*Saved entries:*
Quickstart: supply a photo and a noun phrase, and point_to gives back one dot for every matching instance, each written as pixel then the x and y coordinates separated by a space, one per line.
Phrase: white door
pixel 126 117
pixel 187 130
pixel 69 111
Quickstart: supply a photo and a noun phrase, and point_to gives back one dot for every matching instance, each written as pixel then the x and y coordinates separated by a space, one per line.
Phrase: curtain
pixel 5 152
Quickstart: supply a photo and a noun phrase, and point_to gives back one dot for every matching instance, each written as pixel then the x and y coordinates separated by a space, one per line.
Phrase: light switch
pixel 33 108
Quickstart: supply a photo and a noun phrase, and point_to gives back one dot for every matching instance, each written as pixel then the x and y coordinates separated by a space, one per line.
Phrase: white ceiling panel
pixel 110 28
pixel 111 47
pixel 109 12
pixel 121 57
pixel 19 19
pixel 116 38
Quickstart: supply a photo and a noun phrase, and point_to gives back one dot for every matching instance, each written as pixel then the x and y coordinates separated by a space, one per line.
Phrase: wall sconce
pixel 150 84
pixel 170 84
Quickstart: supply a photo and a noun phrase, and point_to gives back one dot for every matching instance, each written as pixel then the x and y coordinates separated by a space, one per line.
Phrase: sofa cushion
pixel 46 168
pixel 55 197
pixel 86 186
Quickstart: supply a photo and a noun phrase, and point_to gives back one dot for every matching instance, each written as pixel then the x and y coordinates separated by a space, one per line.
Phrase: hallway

*ABOUT THIS TASK:*
Retype all of the records above, word for word.

*RESPONSE BOX:*
Quickstart: supply a photo and a noun phrase, and point_to gives back one dot for every matching instance, each written as pixel then the x and y coordinates separated by a space, one per line.
Phrase: white door
pixel 126 117
pixel 187 130
pixel 69 111
Quickstart: supply a photo and a noun phrase, and point_to gives back one dot for every matching instance, each written as pixel then the x and y coordinates separated by a space, one per line.
Phrase: curtain
pixel 5 152
Quickstart: supply a photo and a noun phrase, and point_to gives back one dot for every matching instance, each written as pixel then the x and y coordinates separated by a space, one per line.
Phrase: light switch
pixel 33 108
Quickstart: supply a photo and a noun phrase, and point_to gives back one dot for every matching instance, each written as pixel then the x and y coordinates separated by a space, one per line.
Phrase: white ceiling panel
pixel 110 28
pixel 111 47
pixel 109 12
pixel 121 57
pixel 19 19
pixel 116 38
Quickstart: supply a photo and a noun phrase, and point_to gives back one dot for every matching instance, each written as pixel then the x and y coordinates separated by a space, one per line.
Phrase: wall sconce
pixel 150 84
pixel 170 84
Quickstart: supply a photo and a noun phrase, and point_to gives back one dot for every matching instance, each written as pixel then the x and y coordinates separated by a space, one per line.
Phrase: sofa cushion
pixel 46 168
pixel 55 197
pixel 86 186
Quickstart: supply a photo and a noun phrase, and point_to gives back one dot for every matching instance, each written as pixel then the x and y coordinates separated by a space, one per line.
Phrase: hallway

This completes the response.